Aim of the task ::
Look below for the line with "Where can the wave be", and from there restate every line word for word until the entries end.

Data for this exercise ::
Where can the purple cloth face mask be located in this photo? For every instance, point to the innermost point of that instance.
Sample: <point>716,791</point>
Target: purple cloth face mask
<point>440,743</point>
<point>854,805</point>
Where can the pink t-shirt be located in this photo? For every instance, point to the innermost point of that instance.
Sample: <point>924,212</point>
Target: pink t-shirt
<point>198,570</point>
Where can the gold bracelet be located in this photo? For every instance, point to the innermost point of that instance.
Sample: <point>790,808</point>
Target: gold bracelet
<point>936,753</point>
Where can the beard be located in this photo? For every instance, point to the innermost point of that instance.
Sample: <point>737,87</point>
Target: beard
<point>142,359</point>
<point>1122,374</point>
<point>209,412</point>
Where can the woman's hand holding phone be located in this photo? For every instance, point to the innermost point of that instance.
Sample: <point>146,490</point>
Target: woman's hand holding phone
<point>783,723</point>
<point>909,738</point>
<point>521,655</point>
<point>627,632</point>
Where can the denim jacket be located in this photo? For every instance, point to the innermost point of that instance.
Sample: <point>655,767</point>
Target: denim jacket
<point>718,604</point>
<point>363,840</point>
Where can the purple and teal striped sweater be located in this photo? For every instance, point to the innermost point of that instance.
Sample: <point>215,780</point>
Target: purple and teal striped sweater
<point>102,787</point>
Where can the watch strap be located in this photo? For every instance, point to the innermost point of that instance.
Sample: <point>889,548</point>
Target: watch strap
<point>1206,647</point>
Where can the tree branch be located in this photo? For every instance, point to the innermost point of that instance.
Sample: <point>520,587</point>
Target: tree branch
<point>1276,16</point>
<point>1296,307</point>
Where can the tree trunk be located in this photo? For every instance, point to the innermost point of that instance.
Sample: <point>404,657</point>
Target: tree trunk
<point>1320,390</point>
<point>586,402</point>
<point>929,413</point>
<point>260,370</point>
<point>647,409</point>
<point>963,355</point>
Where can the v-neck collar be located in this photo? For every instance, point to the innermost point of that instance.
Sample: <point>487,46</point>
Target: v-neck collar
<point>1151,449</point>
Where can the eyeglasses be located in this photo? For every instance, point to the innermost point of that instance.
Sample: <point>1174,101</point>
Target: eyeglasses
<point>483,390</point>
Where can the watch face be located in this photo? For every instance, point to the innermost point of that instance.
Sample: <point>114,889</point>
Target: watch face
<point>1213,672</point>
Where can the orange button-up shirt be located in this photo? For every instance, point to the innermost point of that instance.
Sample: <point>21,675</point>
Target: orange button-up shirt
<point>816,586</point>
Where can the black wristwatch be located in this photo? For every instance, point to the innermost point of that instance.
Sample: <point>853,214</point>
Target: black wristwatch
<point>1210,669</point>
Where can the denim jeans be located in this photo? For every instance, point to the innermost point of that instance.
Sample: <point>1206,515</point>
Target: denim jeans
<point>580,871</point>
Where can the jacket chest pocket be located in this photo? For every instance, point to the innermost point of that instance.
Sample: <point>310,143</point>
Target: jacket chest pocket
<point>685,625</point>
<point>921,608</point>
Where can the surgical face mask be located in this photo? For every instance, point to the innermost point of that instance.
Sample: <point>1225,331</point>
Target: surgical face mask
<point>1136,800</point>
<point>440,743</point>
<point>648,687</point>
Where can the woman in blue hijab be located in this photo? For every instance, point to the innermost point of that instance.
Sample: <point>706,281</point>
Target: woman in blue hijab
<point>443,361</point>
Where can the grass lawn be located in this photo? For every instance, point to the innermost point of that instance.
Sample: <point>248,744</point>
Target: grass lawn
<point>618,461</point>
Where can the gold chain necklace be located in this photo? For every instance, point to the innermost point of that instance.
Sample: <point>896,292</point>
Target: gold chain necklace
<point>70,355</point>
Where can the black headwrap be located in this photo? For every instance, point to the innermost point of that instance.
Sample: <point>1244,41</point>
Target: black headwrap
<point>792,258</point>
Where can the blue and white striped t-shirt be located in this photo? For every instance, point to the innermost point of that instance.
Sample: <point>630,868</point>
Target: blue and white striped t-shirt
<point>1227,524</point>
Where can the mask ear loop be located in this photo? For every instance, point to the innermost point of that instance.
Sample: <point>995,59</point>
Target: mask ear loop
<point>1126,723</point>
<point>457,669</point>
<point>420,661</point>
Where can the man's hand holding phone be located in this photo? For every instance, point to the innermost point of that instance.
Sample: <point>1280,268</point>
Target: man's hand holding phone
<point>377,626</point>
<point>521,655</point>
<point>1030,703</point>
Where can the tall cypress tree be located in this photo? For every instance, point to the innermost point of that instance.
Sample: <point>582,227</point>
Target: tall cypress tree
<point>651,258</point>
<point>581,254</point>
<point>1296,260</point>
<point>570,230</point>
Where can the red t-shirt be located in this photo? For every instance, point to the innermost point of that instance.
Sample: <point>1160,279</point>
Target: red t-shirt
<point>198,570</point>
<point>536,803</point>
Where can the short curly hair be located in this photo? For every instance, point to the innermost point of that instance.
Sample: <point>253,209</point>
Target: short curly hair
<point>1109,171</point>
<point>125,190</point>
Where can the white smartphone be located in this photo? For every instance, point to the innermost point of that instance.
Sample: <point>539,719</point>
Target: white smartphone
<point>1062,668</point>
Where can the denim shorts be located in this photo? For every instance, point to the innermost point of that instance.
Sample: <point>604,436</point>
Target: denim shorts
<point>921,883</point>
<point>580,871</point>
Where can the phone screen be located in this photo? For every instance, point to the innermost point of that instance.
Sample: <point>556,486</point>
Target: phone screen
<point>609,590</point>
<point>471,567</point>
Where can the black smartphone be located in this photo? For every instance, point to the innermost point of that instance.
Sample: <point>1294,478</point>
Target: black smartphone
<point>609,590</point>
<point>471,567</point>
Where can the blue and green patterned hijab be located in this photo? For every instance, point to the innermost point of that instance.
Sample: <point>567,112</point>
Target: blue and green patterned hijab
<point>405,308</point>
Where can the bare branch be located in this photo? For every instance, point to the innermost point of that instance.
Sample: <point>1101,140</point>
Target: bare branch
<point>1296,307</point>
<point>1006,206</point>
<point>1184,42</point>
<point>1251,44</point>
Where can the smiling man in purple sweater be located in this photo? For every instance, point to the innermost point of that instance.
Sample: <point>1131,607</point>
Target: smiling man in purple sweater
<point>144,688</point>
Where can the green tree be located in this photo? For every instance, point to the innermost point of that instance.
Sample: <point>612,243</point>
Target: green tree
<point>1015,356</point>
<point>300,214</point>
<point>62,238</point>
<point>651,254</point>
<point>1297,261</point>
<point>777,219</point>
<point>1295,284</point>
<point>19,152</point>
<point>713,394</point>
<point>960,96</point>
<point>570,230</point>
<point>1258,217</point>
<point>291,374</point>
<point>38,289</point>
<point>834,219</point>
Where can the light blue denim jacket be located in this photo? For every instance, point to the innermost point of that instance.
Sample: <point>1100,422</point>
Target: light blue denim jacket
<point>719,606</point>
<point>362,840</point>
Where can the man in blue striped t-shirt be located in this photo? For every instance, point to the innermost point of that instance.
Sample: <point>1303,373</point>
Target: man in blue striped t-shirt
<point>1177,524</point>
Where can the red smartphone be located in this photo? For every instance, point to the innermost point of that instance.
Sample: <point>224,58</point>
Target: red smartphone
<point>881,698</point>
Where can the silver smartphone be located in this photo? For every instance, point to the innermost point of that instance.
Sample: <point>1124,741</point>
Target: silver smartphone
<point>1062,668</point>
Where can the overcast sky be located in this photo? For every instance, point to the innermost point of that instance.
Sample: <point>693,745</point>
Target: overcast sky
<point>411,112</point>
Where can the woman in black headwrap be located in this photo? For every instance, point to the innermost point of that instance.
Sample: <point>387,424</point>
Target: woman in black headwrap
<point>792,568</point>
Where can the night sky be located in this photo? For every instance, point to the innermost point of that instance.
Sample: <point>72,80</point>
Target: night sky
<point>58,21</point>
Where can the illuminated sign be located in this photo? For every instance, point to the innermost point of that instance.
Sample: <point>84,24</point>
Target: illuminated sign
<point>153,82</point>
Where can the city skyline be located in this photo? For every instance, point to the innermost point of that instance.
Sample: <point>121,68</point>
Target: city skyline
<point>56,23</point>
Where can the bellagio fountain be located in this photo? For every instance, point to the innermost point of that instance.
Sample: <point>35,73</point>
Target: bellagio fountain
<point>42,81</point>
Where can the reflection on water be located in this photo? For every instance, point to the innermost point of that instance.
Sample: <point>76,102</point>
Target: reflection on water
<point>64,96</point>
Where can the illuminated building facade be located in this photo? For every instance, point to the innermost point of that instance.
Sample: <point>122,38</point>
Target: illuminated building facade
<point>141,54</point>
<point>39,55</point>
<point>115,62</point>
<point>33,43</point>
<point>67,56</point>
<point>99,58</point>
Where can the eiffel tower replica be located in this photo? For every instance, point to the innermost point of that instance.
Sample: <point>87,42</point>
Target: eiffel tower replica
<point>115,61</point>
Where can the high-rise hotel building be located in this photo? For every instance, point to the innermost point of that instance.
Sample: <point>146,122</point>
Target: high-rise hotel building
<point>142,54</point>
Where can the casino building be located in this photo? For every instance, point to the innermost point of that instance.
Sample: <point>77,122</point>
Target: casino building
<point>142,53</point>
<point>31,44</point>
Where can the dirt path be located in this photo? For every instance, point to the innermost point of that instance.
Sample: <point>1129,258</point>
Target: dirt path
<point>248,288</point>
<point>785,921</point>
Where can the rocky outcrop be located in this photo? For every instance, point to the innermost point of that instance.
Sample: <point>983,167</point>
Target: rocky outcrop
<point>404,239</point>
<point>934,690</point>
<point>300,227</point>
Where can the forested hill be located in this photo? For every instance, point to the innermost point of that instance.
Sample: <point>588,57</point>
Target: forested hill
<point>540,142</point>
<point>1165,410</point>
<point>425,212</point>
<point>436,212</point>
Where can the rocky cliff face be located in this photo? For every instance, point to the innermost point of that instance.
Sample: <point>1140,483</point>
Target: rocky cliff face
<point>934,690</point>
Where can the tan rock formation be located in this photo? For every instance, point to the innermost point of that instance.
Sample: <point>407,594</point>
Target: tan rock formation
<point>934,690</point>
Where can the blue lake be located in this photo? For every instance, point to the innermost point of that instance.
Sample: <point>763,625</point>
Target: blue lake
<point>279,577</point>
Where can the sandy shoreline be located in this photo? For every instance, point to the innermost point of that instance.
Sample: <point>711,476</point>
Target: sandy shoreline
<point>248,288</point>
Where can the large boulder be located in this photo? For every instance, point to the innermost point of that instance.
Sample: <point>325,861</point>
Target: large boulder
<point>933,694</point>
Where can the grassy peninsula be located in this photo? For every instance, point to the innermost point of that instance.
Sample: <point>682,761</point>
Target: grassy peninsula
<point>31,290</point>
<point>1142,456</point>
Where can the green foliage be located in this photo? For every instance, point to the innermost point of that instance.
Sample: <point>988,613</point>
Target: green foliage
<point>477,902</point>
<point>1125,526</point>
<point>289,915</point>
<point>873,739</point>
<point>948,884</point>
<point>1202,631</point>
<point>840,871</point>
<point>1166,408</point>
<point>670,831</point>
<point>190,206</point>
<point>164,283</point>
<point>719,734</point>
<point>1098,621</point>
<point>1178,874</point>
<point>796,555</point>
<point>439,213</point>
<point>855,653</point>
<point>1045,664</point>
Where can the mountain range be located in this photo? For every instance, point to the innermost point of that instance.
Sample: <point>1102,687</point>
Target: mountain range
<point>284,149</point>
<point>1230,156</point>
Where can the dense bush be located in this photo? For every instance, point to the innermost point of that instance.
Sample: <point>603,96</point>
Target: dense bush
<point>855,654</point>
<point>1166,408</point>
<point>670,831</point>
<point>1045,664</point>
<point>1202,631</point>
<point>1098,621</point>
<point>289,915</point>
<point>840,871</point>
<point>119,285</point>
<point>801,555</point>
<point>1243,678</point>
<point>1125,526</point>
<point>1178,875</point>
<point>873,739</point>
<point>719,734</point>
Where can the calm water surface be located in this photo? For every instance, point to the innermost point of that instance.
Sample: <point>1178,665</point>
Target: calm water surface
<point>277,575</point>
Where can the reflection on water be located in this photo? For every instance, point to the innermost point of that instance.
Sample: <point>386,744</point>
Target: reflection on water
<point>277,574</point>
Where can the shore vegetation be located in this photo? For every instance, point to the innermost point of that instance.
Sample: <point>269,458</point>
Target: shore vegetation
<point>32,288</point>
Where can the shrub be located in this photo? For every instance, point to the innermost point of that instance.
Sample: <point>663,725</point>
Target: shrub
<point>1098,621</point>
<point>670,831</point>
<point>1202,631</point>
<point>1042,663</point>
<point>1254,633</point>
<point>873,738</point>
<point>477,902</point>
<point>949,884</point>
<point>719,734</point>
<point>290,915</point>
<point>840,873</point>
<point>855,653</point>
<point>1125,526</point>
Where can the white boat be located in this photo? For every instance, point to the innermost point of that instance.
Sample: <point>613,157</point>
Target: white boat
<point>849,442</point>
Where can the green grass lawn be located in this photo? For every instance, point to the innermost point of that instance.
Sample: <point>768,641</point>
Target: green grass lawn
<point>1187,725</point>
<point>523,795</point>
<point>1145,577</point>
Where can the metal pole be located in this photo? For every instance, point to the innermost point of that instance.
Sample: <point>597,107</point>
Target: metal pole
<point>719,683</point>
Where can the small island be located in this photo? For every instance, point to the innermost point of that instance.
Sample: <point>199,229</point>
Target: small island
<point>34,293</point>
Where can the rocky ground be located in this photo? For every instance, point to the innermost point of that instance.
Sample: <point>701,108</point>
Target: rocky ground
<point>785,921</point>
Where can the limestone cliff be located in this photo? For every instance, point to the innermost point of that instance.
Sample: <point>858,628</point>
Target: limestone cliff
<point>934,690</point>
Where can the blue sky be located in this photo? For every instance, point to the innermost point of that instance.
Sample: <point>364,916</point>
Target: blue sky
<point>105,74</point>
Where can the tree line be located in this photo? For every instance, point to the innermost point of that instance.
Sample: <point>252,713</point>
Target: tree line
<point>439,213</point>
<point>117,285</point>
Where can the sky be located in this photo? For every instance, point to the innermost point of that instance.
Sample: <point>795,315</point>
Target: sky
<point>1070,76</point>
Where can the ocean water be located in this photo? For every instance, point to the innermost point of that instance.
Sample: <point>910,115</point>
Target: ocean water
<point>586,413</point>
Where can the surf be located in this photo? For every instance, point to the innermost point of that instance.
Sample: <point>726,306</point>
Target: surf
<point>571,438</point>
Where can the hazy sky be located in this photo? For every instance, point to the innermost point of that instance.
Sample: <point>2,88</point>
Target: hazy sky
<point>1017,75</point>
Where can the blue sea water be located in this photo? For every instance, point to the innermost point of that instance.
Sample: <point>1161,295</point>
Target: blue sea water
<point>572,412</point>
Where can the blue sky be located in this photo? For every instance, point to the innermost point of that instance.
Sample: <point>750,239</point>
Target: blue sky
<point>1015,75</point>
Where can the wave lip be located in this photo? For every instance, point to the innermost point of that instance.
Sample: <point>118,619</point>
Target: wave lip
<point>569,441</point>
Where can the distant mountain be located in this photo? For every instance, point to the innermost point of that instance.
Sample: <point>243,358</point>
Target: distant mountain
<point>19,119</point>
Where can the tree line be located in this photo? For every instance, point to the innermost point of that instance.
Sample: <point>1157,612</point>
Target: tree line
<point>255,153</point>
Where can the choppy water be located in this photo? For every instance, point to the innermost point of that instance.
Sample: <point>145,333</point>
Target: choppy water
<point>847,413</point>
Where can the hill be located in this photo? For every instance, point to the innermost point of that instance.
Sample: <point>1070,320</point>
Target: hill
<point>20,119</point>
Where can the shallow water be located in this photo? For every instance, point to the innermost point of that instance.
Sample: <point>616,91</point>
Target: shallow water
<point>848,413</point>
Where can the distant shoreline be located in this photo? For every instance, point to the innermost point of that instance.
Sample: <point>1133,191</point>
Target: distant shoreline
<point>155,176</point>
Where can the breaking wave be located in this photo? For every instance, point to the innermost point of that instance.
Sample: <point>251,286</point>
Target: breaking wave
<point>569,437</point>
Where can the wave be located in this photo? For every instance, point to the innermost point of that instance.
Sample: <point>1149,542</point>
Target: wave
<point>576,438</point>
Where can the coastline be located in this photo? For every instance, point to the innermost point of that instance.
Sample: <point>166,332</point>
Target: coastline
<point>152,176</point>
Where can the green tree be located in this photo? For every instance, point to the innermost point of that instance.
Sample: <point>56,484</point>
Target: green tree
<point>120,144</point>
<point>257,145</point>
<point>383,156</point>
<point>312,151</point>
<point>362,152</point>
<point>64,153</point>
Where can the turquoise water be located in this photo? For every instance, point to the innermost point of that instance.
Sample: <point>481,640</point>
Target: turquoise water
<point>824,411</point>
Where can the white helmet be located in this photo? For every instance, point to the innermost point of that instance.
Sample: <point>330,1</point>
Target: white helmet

Answer for this exercise ::
Where can the wave be located in this photo? For every instance, point to the innermost point of that instance.
Sample: <point>1149,542</point>
Target: wave
<point>576,438</point>
Where can the coastline be located in this photo? For every instance, point to the innermost point of that instance.
Sample: <point>166,332</point>
Target: coastline
<point>152,176</point>
Where can the green tree be located in this photo? For every instance, point to the innermost point of that instance.
Sample: <point>56,484</point>
Target: green tree
<point>120,144</point>
<point>257,145</point>
<point>383,156</point>
<point>312,151</point>
<point>362,152</point>
<point>64,153</point>
Where can the turquoise water be located in this photo? For every instance, point to the innermost point of that instance.
Sample: <point>481,640</point>
Target: turquoise water
<point>824,411</point>
Where can the white helmet be located in this photo? For every instance, point to the innermost point of that instance.
Sample: <point>330,1</point>
Target: white helmet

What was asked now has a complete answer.